→ Passage provided

□ □ □ □

There are a number of people in the market who suggest that electric transmission has outlived its usefulness and that, as a country, we should no longer be investing in or supporting investments in electric transmission. While that may be a goal for many, I believe that it is a goal that is neither practical nor realistic in the foreseeable future. There are a host of reason why we will continue to be dependent on transmission, not least of which is the role that transmission has played and will continue to play in increasing the percentage of renewable energy in the mix and its significant role in helping to significantly lower the costs of renewables.

Looking at the question of the need for, and longevity of, electric transmission, we can focus on four of the significant reasons why transmission will continue to be an integral part of the energy infrastructure, even with the proliferation of microgrids.

Energy Density

The energy density in most urban and semi-urban areas is beyond the delivery capability of distributed renewable technologies, even with storage. To eliminate transmission supplies to urban and semi-urban areas, we would have to deploy a combination of renewables, heavily augmented by distributed generation using conventional fuel sources. In the best case, where these conventional units are fueled by natural gas (or methane from sewage treatment facilities) there would be a need to significant increases in the fuel delivery infrastructure. Many of the urban areas in the country are already under restrictions on the amount of new emissions that can be allowed.

Hence, the addition of localized generation would be problematic and unlikely to be approved on a scale sufficient to eliminate the need for transmission. Moreover, the conventionally fueled local generation would supplant renewable generation (primarily wind) as well as more efficient or other non-emitting sources. Thus, we could be trading a desire to eliminate transmission for a degradation in air quality at a local level and an increase in GHG at a national level.

It is easy to see the complications for urban areas. In truth, the same situation exists for residential, commercial and manufacturing. In a large number of cases, roof top solar cannot meet all the needs of the home, even with storage. Whether driven by orientation of the home, design of the roof, or the fact that it is a multi-family dwelling, a great many of the homes with solar, do not have the capacity to generate 100% of the needs of the home during the available sunlight hours. It is logical that we would add community solar, using available public space, pole mounted units, and a combination of community based and personal energy storage. While adding all of these technologies to existing communities would no doubt reduce the level of loading on the transmission system during the day, it is unlikely that it would be able to meet the entire need of the community. If we add commercial and manufacturing into the equation, we are back to the energy density dilemma and are once again reliant on either transmission or localized generation using conventional fuels.

Policy Decisions and Promises

Most states have made commitments to increase the level of renewables in the power supply mix. Some are extremely ambitious while others more cautious. Given the state of current renewable technologies, the only way most states will be able to meet their policy goals, or stated commitments, within the timeframes is through a combination of grid-scale renewables, customer-based renewables and greater energy efficiency. The majority of grid-scale renewables require transmission to deliver the energy. Without the transmission (existing and planned), most of the states would be unable to come anywhere close to their goals.

Moreover, the renewables community has made significant financial investments in the grid-scale plants, based in large part on the basis of the policy and supporting regulation. A reduction in transmission capacity would undermine the financial viability of these investments. These investments have enabled the states to achieve their progress/success to date on their renewables goals. It is unlikely that policy makers and regulators would promote or support policies that would undermine these investments during the initial contract periods proscribed by the regulators.

□ □ □ □

(Rows from a dataset)

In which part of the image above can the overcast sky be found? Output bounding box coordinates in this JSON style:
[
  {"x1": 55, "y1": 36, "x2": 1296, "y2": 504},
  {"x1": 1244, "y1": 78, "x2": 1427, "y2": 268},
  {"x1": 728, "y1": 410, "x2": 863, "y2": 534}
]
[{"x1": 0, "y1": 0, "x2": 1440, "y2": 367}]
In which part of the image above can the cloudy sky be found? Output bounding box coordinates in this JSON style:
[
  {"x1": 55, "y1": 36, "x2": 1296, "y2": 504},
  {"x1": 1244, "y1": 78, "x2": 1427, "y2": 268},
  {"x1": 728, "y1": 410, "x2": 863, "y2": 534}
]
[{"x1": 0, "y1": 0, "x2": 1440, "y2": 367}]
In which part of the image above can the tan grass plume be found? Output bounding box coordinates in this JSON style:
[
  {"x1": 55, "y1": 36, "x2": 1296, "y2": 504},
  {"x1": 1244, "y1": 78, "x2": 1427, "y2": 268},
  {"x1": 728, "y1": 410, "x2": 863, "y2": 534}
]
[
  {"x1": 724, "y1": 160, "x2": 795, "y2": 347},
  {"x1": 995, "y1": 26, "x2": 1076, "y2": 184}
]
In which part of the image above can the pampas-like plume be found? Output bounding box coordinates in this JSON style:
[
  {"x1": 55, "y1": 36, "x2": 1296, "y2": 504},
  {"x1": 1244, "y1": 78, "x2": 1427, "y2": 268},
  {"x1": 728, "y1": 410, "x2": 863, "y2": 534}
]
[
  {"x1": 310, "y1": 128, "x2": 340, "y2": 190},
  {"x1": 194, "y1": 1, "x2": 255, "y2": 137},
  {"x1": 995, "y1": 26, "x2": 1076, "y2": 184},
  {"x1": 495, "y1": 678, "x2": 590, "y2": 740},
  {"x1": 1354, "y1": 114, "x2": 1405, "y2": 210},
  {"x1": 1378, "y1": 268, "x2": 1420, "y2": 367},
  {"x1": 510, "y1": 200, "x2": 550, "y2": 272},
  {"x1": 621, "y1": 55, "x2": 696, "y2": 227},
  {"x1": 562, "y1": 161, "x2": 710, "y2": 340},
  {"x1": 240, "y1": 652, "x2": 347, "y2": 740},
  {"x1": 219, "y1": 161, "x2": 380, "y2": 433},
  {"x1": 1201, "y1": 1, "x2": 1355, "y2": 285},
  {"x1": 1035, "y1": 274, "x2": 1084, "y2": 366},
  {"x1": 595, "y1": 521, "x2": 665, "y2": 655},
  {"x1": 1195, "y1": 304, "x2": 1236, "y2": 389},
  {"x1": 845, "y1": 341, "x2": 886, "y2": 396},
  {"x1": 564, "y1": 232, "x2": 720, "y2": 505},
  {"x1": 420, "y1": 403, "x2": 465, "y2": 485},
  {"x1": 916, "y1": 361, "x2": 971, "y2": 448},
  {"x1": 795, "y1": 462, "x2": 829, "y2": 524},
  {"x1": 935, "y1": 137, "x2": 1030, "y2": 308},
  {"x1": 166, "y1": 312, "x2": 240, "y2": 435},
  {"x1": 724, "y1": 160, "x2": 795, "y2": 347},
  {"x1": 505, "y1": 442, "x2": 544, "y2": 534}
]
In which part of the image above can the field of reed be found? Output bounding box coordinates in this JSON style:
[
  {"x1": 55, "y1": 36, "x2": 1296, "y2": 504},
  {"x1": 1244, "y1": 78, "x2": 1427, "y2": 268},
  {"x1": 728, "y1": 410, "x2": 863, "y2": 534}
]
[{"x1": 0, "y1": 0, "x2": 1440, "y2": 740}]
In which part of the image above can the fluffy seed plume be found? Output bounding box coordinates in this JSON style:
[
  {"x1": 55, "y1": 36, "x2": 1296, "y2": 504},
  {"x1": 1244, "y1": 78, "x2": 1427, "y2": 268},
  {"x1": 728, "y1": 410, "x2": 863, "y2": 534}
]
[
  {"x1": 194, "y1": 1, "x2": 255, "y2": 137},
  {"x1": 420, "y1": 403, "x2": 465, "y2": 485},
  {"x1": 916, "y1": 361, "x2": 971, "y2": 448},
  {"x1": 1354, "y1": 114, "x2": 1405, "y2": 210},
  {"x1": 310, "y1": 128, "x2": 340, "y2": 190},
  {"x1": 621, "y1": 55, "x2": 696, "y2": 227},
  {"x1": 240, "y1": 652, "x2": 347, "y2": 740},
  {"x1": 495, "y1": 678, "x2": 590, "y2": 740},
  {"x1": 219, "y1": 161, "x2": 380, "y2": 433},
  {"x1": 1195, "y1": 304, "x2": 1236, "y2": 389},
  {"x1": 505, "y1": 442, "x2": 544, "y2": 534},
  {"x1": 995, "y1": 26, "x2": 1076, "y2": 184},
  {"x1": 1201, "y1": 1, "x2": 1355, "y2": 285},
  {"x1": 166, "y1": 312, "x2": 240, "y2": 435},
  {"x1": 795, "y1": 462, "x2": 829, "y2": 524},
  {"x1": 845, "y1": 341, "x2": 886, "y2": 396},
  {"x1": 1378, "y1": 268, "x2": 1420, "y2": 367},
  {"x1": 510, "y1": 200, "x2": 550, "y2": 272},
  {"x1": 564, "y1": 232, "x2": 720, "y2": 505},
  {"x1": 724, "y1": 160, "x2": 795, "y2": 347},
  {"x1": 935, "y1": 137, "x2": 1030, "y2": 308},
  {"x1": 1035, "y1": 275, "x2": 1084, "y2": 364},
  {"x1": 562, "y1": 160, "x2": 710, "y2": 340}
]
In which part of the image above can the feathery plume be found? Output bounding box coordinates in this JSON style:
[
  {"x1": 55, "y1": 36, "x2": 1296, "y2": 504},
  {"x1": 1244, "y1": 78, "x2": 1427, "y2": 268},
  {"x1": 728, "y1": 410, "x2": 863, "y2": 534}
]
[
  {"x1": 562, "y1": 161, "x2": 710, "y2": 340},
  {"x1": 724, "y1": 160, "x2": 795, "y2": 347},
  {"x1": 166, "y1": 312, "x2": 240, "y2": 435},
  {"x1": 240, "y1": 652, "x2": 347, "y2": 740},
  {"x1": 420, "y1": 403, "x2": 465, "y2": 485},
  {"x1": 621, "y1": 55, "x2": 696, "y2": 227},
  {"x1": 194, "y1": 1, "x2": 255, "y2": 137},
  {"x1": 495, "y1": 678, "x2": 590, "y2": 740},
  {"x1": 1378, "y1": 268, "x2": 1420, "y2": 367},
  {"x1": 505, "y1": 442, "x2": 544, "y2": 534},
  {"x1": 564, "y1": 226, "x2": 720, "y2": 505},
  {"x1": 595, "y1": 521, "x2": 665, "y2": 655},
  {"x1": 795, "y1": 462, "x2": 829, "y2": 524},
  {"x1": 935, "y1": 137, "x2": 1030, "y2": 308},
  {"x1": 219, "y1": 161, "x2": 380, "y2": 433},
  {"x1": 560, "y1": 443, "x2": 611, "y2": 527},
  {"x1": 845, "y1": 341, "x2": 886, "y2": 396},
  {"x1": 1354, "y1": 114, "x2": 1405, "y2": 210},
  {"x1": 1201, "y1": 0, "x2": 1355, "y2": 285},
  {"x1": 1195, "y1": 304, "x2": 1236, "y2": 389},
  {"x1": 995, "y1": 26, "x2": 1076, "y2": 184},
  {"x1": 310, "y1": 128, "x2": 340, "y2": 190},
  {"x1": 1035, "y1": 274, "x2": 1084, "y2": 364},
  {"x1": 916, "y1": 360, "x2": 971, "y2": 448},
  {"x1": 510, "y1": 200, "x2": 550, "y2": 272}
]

□ □ □ □

→ To do
Please output the part of the passage on electric transmission starting with "Moreover, the renewables" and going on through "by the regulators.", copied word for word.

→ Solution to this exercise
Moreover, the renewables community has made significant financial investments in the grid-scale plants, based in large part on the basis of the policy and supporting regulation. A reduction in transmission capacity would undermine the financial viability of these investments. These investments have enabled the states to achieve their progress/success to date on their renewables goals. It is unlikely that policy makers and regulators would promote or support policies that would undermine these investments during the initial contract periods proscribed by the regulators.